# [WHAT TO PRODUCE]
Would you please copy the entries exactly, leaving every picture aside?
== Segment start ==
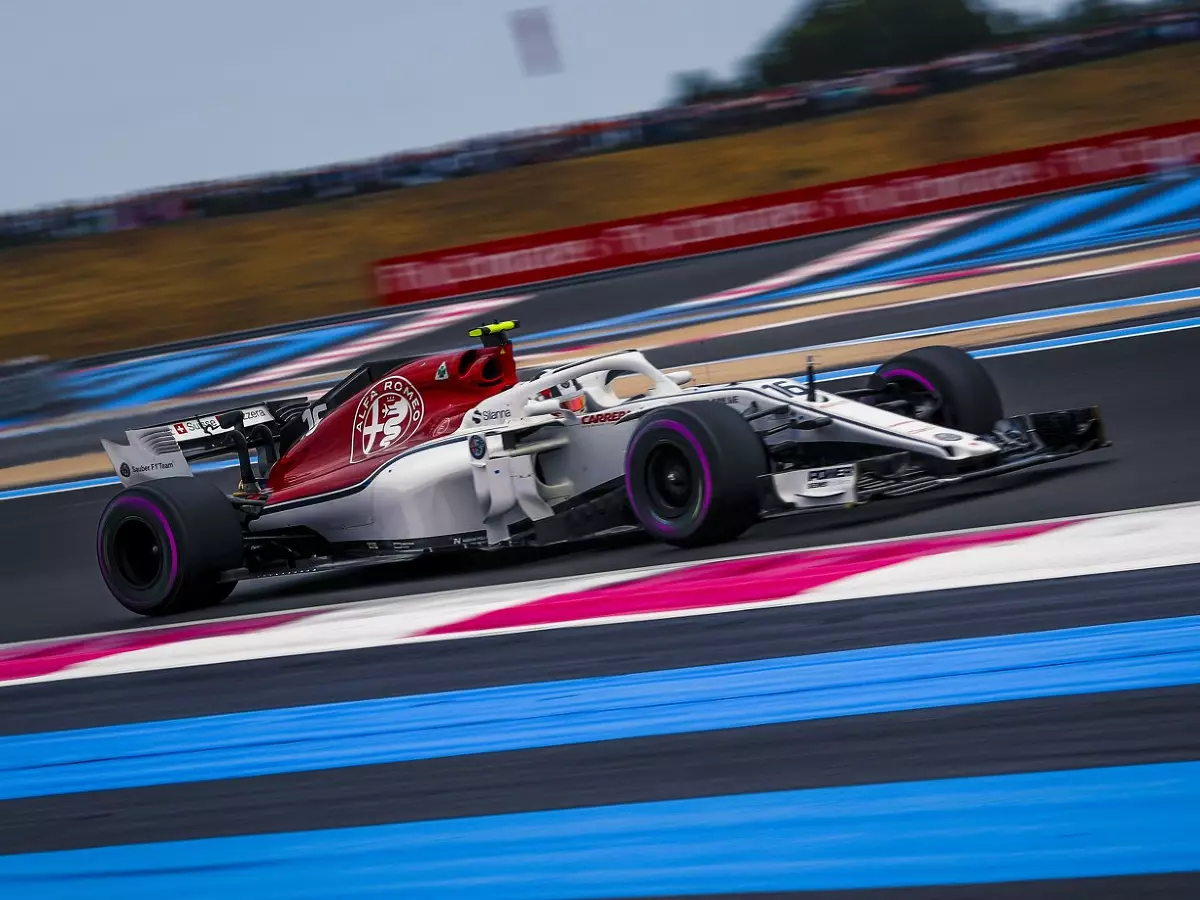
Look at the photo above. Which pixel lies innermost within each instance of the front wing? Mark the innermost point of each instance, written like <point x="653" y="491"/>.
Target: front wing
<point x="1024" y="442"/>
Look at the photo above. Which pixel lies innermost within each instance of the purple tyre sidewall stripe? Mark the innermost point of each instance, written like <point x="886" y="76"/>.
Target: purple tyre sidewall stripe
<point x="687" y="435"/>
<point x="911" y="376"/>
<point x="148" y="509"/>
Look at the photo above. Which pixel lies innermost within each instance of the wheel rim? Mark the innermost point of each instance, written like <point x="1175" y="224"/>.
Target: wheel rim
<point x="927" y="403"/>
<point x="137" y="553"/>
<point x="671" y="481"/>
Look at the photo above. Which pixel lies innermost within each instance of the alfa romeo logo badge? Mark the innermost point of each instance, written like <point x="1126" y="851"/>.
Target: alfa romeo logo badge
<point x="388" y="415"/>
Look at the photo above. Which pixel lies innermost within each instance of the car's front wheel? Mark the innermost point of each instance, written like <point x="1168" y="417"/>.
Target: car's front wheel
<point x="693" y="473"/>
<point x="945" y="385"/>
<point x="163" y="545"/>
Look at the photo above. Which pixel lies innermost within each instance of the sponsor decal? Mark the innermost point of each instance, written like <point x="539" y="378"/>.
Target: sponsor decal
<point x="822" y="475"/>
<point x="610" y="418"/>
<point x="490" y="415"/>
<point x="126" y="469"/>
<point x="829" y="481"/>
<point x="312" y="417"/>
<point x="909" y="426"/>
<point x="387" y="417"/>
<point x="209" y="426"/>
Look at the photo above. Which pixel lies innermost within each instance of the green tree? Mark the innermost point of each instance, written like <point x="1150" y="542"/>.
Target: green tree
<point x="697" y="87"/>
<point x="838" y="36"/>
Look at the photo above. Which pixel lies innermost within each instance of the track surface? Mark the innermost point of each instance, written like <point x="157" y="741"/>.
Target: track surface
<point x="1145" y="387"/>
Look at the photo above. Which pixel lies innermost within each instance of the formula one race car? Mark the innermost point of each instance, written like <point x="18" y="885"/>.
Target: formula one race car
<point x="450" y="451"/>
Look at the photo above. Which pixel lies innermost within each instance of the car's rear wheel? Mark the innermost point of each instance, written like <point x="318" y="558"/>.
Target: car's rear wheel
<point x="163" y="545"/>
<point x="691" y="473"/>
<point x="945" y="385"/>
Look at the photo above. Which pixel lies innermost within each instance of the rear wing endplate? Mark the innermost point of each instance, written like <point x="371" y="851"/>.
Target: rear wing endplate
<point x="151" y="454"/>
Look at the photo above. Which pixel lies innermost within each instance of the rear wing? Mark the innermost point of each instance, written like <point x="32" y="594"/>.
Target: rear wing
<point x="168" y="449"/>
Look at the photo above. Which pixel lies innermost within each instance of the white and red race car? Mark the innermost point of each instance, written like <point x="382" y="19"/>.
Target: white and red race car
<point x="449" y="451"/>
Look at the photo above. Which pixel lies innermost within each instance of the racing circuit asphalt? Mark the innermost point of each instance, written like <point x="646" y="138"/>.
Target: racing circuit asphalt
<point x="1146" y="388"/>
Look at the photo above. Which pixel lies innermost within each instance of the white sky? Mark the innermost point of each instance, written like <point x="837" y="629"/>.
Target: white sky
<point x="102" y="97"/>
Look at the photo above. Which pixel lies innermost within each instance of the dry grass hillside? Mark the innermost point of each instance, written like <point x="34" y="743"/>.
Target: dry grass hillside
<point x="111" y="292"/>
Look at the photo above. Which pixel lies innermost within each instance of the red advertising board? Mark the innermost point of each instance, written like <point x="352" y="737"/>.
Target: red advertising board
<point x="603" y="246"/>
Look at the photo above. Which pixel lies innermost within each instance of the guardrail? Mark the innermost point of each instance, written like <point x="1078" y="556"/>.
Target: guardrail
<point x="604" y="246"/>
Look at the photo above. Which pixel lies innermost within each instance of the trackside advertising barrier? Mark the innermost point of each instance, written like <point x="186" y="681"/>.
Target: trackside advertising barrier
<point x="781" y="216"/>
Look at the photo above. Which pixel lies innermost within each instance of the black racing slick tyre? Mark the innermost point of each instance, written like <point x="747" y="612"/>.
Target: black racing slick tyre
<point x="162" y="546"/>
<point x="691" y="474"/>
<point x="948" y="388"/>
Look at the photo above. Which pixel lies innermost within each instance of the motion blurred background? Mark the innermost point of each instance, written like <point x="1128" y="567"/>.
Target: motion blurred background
== Segment end ==
# [RESPONSE BOX]
Look at the photo above. Which pixel lies innermost within each instance of the front wing? Mark the innermost point of each instance, written like <point x="653" y="491"/>.
Target: front wing
<point x="1024" y="442"/>
Look at the photo above. Which pixel lies innermost within each instance of the purple tyre sidewall stripe? Mark the innermost point of each instance, written like <point x="886" y="76"/>.
Target: purple tyre sidewall stripe
<point x="687" y="435"/>
<point x="911" y="376"/>
<point x="148" y="509"/>
Look at the photo above. Which pixel lies innermost within each instance of the wheel rim? Mark the innermost point of each instance, written like <point x="1175" y="224"/>.
Target: wheel rim
<point x="927" y="403"/>
<point x="137" y="553"/>
<point x="671" y="481"/>
Look at the photo above. Which pixel lies innermost within each instance of the alfa romeo logo badge? Mark the innermost point of each instance, written like <point x="1126" y="851"/>.
Target: alfa romeo logo badge
<point x="388" y="415"/>
Look at the photo above. Which pixel lies innermost within each instance of the car's front wheel? Mark the innermost point of each instance, written like <point x="1168" y="417"/>.
Target: car's front wheel
<point x="693" y="473"/>
<point x="945" y="385"/>
<point x="163" y="545"/>
Look at the photo above. Which pixel lies innermost within each instance of the sponsor decal? Mark the innermost point of each instance, written like <point x="539" y="378"/>.
Target: sponsor decal
<point x="822" y="475"/>
<point x="610" y="418"/>
<point x="490" y="415"/>
<point x="126" y="469"/>
<point x="829" y="481"/>
<point x="312" y="417"/>
<point x="909" y="426"/>
<point x="387" y="417"/>
<point x="209" y="426"/>
Look at the photo above. Which pixel lies innermost within each instance of the green tree? Mark the innermost point of each instance, written like <point x="1150" y="542"/>.
Target: green tree
<point x="697" y="87"/>
<point x="838" y="36"/>
Look at the photo above. Which pixel lies innermost within each instance of the track surface? Mark the innermost point of each instance, written like <point x="157" y="741"/>.
Target: track surface
<point x="1145" y="387"/>
Look at the photo above. Which pixel lies innermost within each instance of the formula one race car? Mark the innermost point of each instance, written like <point x="18" y="885"/>.
Target: formula one race car
<point x="450" y="451"/>
Look at the photo above. Which pixel lies innermost within each instance of the car's rear wheel? Mark the innermost point of each instance, written like <point x="318" y="558"/>.
Target: car's rear wheel
<point x="163" y="545"/>
<point x="691" y="473"/>
<point x="945" y="385"/>
Look at the photo above. Which pixel lies innermost within each instance of the rear wing endplate? Mark the innermost point of each instance, written like <point x="371" y="851"/>.
Target: rear wing endplate
<point x="151" y="454"/>
Look at the photo above. Which pixel lies innermost within each instance of the rear wing? Mark the innermost point of each instance, written like <point x="32" y="594"/>.
Target: rear wing
<point x="168" y="449"/>
Look at the photo above. Which pixel lies innermost within each instance of the white and red race car? Mark the innermost point of each instance, written like <point x="382" y="19"/>.
Target: white and red race car
<point x="449" y="451"/>
Look at the photo above. Which pixel lies innermost within each instance of the racing circuit asphalt? Mark the innermost point of each instance, written like <point x="646" y="138"/>.
Target: racing circuit asphalt
<point x="1146" y="388"/>
Look at the photo above. Which pixel lies innermost within each instance of the white sky? Mark the innermost point of each instance, written like <point x="837" y="629"/>.
Target: white sky
<point x="102" y="97"/>
Look at the photo above. Which pixel lies innermost within each instance of the dry grass hillside? Mark the innermost point of each instance, written like <point x="34" y="743"/>.
Target: dry grass hillside
<point x="111" y="292"/>
Look at the photo above. Which pixel lies innermost within each instance of the red advertising board? Mark the innermost point of each instance, written like <point x="352" y="737"/>.
Target: red advertising board
<point x="603" y="246"/>
Look at the photo above. Which pixel lies innermost within each instance of the guardrail? Mark the innermost point of each instance, written like <point x="1078" y="556"/>.
Target: guardrail
<point x="604" y="246"/>
Look at the photo above. Which pixel lies innermost within each instance of the trackside advertising barrier? Mark the innermost point of each instance, written like <point x="186" y="681"/>.
Target: trackside advertising barrier
<point x="781" y="216"/>
Look at the photo above. Which pixel lies innermost within each instance of the black racing slick tyre? Mark the innermost point of each instance, written like <point x="747" y="612"/>.
Target: black racing slick tyre
<point x="162" y="546"/>
<point x="691" y="474"/>
<point x="948" y="388"/>
Look at the photo above. Which pixel lies innermost within each instance of the motion blurred background? Mark the innermost point of each instance, written like <point x="1128" y="567"/>.
Target: motion blurred background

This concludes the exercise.